## Directions:
Only the lines from the one containing "of the white" through the final line of the material below should be output, exactly as they stand.

## Dataset records:

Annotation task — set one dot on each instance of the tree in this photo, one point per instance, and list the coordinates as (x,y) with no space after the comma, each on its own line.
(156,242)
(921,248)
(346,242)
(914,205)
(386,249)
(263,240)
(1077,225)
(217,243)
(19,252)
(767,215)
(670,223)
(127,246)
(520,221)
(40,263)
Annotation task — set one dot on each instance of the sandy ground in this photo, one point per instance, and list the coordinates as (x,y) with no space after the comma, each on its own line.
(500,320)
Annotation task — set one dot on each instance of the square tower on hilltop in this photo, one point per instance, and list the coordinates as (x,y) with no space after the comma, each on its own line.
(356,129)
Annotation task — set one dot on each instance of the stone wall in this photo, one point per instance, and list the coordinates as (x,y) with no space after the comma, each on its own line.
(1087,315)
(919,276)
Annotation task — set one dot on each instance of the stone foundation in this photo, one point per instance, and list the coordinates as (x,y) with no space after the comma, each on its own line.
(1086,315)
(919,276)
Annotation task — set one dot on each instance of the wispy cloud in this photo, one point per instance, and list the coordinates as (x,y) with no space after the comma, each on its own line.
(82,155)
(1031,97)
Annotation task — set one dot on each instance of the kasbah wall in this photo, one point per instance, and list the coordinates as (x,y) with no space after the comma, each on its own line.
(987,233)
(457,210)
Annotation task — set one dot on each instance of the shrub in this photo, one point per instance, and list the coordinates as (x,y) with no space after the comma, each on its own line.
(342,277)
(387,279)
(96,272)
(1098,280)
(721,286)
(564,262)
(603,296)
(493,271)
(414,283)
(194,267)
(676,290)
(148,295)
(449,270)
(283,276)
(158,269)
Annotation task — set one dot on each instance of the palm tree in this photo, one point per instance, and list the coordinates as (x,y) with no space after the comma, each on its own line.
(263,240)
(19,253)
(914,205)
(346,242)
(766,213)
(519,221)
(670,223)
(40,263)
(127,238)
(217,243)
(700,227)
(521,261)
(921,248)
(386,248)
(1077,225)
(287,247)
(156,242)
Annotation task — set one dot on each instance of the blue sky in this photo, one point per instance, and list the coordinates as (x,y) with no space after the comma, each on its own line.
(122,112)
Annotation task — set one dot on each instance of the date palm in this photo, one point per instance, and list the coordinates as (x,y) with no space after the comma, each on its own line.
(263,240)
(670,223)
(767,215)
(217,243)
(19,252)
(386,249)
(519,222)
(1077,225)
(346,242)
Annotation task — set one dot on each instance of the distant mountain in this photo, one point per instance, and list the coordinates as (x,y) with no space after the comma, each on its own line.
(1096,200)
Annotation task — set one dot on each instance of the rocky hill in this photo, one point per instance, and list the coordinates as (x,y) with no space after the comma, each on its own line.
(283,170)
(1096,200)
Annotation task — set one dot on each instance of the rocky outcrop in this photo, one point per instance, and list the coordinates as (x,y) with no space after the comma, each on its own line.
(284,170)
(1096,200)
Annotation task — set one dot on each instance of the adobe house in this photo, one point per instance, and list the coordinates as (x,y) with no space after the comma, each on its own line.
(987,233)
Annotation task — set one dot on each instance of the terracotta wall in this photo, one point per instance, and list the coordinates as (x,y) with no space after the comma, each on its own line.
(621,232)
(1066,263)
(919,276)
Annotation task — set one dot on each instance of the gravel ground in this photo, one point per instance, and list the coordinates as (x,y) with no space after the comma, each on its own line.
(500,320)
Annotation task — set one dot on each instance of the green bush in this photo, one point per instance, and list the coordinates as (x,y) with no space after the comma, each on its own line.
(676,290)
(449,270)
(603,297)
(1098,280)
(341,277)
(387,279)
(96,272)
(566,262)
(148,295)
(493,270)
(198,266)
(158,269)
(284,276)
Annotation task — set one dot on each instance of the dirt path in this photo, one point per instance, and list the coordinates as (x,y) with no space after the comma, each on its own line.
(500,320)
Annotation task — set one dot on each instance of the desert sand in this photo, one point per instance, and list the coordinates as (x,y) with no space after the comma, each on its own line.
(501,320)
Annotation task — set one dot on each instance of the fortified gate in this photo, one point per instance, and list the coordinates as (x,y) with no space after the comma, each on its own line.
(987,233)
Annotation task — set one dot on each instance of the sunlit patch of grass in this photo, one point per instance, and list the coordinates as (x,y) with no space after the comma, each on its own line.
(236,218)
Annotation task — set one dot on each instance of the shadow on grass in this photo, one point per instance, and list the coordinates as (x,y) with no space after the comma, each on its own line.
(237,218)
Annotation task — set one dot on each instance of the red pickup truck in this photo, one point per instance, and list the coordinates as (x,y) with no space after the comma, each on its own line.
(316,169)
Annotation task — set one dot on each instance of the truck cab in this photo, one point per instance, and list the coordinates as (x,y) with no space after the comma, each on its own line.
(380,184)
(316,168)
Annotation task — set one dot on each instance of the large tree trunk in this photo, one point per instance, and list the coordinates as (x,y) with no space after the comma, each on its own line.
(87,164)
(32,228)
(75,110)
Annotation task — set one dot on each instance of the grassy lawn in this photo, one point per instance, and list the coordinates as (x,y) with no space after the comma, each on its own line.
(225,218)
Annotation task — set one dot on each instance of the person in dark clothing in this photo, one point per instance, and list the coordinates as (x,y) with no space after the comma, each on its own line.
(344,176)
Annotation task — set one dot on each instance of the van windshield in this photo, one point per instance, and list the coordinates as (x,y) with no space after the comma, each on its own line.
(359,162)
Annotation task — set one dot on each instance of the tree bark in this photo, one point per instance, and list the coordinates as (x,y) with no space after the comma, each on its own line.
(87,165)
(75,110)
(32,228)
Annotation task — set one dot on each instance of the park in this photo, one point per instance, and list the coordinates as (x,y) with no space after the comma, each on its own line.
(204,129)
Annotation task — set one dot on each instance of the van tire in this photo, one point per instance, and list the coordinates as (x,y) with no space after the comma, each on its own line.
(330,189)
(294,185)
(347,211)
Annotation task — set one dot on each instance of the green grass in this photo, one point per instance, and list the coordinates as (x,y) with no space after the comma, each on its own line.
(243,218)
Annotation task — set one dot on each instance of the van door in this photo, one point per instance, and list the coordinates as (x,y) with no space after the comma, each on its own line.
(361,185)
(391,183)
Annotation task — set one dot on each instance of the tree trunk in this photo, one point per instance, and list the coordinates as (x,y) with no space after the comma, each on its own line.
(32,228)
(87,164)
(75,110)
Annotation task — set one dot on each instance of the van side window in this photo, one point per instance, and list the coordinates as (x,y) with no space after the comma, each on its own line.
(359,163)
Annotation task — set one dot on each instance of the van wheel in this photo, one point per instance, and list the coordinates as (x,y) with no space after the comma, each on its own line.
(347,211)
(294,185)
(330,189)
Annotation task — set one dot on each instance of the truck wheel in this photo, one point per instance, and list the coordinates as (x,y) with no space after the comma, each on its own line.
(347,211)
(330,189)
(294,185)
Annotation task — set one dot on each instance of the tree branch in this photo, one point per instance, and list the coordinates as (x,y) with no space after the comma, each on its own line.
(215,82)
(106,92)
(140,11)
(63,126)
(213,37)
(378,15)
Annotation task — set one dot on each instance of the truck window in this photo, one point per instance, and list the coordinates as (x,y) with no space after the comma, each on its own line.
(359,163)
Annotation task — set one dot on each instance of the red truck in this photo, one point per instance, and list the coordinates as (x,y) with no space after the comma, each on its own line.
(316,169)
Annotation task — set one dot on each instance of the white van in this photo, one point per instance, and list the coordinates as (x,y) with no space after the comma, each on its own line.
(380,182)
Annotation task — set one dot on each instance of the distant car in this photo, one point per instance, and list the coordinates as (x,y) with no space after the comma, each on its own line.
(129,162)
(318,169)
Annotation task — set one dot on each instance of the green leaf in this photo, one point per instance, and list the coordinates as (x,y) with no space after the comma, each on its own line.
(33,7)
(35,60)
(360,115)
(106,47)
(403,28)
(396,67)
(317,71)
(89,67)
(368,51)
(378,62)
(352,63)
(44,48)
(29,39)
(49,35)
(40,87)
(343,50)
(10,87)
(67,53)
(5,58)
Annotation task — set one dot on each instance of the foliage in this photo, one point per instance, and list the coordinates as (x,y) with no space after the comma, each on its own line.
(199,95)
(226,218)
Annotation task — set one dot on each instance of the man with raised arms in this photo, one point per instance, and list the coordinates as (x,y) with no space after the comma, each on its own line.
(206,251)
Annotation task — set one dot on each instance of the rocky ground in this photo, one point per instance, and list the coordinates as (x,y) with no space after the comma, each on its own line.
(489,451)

## Problem solution:
Annotation task — set one dot on each instance of the white van in this photo, one point per instance, and list the coordinates as (x,y) with no space after the comma, each on its own line.
(380,182)
Annotation task — set one dot on each instance of the distant car in this photo, one point per instance, and list the coordinates as (x,y) with no space after the comma, each on its own line.
(129,162)
(318,169)
Annotation task — set one dot on each instance of the green leaf in this photo, one point per instance, and list the coordinates as (x,y) with no space after the comma, each on its own line.
(33,7)
(35,60)
(360,115)
(106,47)
(403,28)
(396,67)
(317,71)
(89,67)
(368,51)
(378,62)
(352,63)
(44,48)
(29,39)
(49,35)
(40,87)
(343,50)
(10,87)
(67,53)
(5,58)
Annotation task — set one dot on each instance of the foliage in this photo, one point per instance, and list the coordinates as (x,y) with no space after the comma, each on its own line.
(199,95)
(226,218)
Annotation task — set one dot on each instance of the man with raised arms in this photo, one point per instance, and list the coordinates as (x,y) with no space after the comma, each on its own line.
(206,251)
Annotation task — set one dot on each instance of the rocky ground in this photo, one point per instance, and list the coordinates as (x,y) with no space after the comma, each on its own line.
(489,451)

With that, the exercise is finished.